MATERIAL TO PROCESS |
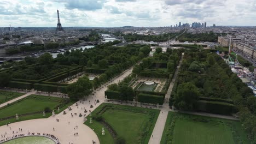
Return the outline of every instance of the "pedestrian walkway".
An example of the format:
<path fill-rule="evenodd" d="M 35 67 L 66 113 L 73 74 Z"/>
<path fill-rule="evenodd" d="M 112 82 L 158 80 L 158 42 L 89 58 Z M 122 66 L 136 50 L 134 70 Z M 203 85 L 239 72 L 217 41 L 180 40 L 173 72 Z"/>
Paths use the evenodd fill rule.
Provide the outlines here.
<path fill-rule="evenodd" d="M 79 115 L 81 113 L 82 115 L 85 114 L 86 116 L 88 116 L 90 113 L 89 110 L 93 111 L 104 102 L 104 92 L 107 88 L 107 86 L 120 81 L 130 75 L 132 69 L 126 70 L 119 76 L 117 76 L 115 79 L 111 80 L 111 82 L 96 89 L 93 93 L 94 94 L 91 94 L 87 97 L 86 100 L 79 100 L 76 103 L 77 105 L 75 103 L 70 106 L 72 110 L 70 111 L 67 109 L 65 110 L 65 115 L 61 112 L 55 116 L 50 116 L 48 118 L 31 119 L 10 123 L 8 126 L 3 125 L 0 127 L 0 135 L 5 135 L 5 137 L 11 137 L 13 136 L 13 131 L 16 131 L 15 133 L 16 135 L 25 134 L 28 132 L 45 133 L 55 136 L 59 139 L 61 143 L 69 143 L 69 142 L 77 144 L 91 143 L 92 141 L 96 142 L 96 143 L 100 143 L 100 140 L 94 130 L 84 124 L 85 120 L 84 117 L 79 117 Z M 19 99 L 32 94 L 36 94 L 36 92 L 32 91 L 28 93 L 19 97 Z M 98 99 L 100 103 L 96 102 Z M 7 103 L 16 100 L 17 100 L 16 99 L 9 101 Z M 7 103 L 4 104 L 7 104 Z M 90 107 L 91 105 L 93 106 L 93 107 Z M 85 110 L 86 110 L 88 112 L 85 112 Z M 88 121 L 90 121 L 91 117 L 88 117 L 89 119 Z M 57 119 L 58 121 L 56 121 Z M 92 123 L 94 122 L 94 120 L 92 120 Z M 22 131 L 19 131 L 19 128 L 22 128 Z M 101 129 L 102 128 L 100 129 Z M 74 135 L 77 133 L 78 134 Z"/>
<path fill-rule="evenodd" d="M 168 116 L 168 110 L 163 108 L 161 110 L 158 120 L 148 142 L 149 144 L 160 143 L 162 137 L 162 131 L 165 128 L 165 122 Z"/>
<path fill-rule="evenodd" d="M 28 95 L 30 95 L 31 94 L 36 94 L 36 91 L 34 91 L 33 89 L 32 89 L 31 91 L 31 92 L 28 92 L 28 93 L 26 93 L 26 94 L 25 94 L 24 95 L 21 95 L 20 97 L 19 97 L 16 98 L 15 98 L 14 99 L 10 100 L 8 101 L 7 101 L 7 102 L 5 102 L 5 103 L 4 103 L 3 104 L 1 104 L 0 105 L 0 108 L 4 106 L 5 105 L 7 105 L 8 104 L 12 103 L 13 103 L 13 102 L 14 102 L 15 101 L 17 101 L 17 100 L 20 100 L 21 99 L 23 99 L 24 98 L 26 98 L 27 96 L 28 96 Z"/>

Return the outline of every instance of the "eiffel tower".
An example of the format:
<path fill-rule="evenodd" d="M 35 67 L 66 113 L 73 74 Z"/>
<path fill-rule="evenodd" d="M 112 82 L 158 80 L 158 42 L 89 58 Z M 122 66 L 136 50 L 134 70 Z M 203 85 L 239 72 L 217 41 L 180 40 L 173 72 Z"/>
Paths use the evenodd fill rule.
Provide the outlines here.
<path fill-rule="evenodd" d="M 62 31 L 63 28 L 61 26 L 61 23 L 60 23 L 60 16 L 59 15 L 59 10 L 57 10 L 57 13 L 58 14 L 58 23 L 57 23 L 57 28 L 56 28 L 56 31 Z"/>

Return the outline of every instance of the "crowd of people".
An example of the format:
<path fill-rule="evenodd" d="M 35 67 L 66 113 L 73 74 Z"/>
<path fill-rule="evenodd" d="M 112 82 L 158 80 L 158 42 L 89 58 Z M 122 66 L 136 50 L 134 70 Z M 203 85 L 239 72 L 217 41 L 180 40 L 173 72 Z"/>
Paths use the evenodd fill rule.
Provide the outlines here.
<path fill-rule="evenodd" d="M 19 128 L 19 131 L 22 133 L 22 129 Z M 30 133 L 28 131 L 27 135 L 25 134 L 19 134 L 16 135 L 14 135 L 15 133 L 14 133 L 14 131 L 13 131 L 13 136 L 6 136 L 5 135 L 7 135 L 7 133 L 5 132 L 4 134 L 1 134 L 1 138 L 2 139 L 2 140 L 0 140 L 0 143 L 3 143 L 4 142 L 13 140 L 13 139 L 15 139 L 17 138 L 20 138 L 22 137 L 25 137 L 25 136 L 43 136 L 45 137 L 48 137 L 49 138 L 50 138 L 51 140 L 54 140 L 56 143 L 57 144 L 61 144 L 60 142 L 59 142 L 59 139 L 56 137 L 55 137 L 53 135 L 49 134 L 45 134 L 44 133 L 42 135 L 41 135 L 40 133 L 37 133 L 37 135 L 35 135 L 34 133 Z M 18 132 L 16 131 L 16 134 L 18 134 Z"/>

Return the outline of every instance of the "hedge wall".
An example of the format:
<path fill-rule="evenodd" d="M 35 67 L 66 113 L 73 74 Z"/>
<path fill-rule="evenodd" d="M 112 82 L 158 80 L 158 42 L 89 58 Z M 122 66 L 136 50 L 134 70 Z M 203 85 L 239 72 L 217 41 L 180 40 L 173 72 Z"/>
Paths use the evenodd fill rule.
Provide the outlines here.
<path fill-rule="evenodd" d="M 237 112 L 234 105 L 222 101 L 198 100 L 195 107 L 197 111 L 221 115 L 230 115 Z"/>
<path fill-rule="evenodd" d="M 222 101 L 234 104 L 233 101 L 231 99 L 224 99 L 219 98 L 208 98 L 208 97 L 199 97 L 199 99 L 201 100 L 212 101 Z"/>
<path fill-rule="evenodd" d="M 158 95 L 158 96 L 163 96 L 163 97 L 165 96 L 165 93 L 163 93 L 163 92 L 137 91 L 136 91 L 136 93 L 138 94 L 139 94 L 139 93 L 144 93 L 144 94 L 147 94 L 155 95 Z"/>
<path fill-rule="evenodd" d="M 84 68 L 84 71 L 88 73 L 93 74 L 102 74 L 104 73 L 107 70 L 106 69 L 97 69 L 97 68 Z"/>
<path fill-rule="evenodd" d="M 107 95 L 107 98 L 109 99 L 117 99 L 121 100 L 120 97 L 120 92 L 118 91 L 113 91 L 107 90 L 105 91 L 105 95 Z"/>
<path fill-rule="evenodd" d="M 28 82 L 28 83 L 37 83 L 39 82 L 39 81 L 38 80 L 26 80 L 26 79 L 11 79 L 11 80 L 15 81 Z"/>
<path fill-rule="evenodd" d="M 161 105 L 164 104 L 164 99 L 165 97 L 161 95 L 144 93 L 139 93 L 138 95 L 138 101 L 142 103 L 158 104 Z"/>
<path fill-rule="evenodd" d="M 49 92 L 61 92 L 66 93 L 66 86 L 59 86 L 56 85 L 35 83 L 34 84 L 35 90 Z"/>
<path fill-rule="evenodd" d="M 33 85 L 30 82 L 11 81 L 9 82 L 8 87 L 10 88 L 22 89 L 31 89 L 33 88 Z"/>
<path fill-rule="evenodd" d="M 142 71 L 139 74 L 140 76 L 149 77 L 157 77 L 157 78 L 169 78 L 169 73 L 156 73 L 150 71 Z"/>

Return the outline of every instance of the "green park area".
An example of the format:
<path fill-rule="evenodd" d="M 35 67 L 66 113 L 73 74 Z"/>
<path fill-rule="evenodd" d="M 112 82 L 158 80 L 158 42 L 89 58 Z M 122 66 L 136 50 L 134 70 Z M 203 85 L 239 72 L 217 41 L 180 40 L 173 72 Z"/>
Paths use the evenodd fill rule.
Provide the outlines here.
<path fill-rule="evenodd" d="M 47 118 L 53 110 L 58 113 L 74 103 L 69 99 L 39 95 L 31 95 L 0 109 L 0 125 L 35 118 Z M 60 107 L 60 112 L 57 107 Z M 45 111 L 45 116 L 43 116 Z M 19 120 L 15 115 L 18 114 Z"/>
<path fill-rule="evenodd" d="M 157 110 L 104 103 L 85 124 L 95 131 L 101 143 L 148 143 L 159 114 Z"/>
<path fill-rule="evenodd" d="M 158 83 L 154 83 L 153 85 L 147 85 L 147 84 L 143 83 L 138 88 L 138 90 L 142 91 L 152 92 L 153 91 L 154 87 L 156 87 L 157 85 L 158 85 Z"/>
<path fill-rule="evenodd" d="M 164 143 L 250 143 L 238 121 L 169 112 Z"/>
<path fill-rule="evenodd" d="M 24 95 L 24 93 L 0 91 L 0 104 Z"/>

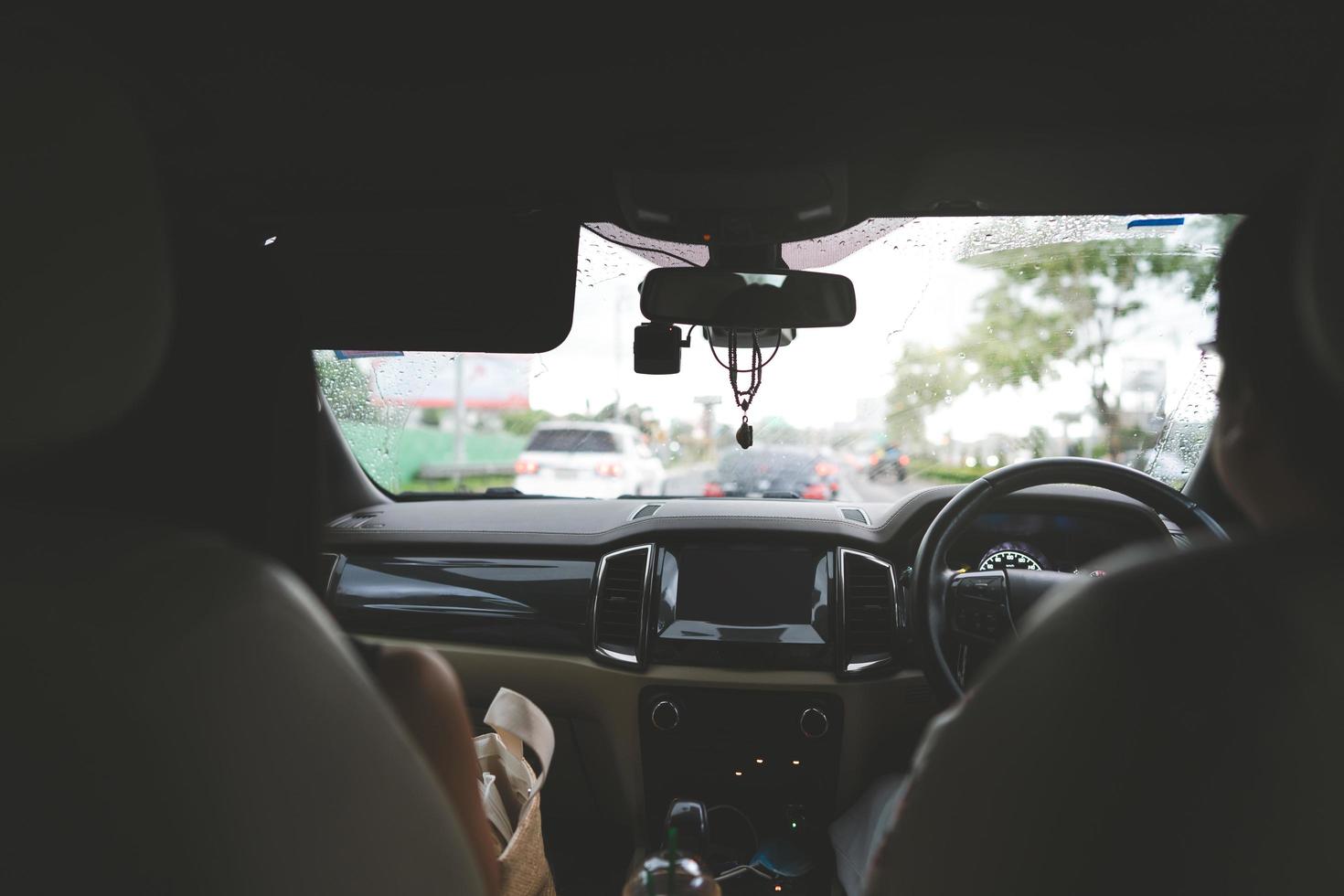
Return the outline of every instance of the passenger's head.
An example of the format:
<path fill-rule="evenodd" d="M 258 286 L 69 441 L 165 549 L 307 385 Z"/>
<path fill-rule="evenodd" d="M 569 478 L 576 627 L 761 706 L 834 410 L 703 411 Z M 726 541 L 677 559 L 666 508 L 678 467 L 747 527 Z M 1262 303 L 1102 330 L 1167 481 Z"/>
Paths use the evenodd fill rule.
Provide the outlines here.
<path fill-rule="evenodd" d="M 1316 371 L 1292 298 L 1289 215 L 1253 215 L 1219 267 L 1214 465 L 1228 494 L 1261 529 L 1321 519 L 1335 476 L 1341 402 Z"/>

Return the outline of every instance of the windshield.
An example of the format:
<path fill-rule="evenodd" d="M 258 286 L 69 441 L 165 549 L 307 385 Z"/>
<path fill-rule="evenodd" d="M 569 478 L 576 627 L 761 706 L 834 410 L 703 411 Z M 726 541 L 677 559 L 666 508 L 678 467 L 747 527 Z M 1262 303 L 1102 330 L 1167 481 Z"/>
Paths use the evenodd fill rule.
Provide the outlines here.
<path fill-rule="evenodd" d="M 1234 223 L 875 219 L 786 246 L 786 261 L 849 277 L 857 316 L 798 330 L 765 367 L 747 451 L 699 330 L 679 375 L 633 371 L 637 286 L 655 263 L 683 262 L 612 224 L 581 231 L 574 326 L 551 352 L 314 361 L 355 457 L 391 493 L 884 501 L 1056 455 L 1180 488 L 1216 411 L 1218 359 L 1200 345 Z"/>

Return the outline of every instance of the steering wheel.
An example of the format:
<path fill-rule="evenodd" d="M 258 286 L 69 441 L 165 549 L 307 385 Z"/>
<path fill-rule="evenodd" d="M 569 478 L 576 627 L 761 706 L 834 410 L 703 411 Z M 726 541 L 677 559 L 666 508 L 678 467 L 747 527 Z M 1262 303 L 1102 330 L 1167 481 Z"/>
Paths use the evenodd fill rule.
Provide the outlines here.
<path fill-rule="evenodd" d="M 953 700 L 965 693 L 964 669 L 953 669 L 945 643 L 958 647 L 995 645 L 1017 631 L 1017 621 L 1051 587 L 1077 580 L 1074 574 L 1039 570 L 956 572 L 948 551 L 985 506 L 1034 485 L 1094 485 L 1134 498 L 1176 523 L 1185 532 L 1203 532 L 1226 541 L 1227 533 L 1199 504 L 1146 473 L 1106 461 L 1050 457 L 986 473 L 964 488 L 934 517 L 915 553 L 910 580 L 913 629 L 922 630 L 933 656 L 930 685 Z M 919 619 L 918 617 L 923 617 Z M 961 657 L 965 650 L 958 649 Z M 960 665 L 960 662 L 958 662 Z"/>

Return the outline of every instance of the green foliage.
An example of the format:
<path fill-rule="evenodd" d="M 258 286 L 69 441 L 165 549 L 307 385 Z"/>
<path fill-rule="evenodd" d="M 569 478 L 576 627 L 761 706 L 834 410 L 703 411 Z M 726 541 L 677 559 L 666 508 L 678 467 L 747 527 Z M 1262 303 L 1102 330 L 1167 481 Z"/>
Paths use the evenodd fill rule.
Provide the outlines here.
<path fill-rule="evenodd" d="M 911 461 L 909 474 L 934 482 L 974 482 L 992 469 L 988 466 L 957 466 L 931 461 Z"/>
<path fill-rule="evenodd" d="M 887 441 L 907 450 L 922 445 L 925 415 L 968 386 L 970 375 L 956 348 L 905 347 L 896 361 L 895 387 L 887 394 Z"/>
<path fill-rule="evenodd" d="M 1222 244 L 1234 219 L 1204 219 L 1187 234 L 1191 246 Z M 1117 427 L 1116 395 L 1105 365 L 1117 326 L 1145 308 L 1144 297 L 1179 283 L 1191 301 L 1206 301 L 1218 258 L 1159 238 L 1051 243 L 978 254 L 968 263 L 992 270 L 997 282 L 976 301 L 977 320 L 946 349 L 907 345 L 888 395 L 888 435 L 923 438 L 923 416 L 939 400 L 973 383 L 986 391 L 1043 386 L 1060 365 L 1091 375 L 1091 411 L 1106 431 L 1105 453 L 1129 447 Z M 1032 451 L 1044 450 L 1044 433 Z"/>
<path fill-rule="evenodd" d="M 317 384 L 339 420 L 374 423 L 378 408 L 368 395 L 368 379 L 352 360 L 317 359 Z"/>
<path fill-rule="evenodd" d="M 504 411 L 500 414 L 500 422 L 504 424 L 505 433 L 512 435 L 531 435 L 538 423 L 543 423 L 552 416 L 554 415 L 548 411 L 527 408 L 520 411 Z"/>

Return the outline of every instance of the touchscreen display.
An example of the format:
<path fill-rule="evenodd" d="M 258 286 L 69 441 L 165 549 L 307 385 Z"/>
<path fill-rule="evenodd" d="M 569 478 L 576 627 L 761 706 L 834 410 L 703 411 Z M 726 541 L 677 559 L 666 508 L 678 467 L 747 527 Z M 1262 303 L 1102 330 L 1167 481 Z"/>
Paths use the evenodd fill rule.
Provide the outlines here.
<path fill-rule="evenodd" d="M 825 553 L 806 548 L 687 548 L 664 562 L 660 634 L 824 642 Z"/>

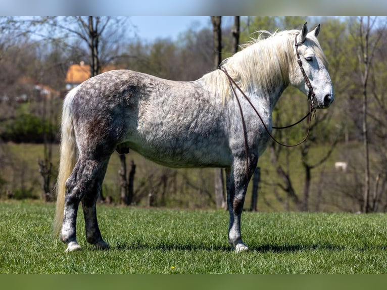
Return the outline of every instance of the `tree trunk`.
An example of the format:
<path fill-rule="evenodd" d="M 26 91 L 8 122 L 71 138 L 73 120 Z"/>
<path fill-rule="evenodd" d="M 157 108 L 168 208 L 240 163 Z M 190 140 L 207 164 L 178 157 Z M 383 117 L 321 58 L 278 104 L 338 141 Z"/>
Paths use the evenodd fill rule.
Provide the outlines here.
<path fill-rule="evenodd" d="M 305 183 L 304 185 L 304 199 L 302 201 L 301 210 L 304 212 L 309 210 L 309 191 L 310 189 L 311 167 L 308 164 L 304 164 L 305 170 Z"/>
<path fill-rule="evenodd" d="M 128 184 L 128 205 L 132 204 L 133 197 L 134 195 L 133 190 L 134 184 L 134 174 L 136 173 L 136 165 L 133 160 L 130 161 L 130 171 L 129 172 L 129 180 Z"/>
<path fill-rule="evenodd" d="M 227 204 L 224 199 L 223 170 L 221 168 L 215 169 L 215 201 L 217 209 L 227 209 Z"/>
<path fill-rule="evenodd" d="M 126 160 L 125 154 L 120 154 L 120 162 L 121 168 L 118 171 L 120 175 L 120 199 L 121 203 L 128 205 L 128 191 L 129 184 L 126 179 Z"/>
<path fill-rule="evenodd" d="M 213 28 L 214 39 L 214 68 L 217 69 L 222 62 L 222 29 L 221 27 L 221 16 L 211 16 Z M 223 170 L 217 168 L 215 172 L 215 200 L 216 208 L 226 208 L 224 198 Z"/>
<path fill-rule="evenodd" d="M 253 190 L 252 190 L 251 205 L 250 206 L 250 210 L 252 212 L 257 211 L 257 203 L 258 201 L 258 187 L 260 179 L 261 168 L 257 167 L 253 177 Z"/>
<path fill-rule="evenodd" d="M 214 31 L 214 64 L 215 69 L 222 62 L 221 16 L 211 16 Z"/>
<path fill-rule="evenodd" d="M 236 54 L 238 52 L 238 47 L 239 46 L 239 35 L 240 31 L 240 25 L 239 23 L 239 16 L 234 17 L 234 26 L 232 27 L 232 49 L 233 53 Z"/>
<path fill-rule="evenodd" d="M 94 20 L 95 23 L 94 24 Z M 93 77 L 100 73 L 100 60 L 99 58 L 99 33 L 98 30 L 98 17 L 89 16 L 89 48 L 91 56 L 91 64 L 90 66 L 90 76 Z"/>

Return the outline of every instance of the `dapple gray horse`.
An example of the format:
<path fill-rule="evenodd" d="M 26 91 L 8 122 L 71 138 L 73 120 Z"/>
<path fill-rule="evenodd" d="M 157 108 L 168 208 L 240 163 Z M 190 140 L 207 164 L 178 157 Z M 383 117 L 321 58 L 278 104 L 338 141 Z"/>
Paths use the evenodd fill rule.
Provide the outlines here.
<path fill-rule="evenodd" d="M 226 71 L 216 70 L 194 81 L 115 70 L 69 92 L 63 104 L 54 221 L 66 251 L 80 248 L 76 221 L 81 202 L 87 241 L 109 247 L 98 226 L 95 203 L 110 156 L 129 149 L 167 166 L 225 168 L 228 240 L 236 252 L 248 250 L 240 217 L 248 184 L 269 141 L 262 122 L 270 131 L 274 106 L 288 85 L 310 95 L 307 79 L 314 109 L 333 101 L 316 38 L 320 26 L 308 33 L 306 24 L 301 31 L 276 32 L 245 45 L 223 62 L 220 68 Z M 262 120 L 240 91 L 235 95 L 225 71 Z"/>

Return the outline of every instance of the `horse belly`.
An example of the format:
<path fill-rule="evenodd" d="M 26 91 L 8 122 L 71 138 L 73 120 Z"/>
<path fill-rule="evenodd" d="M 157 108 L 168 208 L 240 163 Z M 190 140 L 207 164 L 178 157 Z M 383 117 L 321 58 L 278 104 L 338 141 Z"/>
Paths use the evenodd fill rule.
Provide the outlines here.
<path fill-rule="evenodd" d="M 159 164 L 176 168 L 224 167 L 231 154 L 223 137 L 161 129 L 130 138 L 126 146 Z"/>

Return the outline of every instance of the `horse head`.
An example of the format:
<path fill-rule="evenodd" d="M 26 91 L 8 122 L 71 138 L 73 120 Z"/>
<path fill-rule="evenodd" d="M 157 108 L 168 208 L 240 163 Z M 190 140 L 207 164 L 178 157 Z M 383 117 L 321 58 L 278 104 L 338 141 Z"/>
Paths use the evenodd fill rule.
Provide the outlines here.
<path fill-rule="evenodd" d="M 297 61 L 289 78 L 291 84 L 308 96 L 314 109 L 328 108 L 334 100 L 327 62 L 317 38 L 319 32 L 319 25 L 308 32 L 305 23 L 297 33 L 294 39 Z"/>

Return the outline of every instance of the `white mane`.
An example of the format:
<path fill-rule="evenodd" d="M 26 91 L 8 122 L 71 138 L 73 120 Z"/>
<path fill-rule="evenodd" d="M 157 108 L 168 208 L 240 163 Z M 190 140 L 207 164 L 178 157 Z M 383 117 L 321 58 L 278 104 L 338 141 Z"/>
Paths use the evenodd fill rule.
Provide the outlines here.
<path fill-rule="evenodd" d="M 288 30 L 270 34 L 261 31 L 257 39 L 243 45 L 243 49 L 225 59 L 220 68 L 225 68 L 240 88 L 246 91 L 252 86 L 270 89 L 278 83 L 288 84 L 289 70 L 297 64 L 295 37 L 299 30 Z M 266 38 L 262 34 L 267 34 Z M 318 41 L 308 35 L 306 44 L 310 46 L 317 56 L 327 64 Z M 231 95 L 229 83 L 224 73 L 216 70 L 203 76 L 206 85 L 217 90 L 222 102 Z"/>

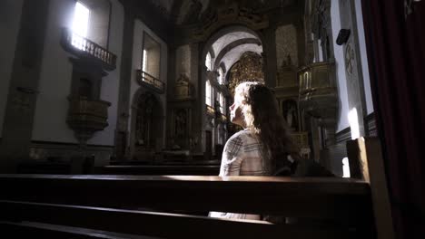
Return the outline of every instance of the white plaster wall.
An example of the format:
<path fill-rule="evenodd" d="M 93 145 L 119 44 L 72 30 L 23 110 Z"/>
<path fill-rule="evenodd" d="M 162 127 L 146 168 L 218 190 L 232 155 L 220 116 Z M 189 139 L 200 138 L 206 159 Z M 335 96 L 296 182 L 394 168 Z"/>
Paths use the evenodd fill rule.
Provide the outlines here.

AIM |
Return the line that contains "Return the outline of every instance of the white" along with every line after it through the end of the entries, exactly, adding nothing.

SOLUTION |
Return the outline of every instance of the white plaster wall.
An example of the format:
<path fill-rule="evenodd" d="M 93 145 L 119 44 L 72 30 L 23 110 Z"/>
<path fill-rule="evenodd" d="M 162 127 L 146 168 L 218 190 L 232 155 L 220 116 Z M 189 139 L 200 138 L 206 159 Z M 335 96 L 296 182 L 394 168 Z"/>
Paths use the evenodd fill rule.
Provide the outlines here.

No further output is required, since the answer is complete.